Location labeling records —

· · · · · · ·

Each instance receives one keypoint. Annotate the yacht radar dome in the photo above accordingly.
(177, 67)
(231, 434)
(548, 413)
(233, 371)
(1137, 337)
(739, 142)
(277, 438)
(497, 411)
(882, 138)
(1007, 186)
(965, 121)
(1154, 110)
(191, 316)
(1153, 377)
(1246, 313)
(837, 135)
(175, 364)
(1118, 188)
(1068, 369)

· · · · · · ·

PROMPT — Format the records above as a two-column CSV with the header row instruction,keypoints, giving one row per request. Put the request text and its full answer each in a single quoted field, with any line breaks replaced by spaces.

RESULT FOR THIS EXERCISE —
instruction,keypoints
"Each instance receives one keypoint. Annotate the yacht radar dome in the photo above accordingly.","(177, 67) (231, 434) (548, 413) (233, 371) (1137, 337) (739, 142) (277, 438) (497, 411) (882, 138) (1007, 186) (965, 121) (1154, 110) (191, 316) (1153, 377) (1246, 313) (837, 135) (175, 364) (1118, 188) (1068, 369)"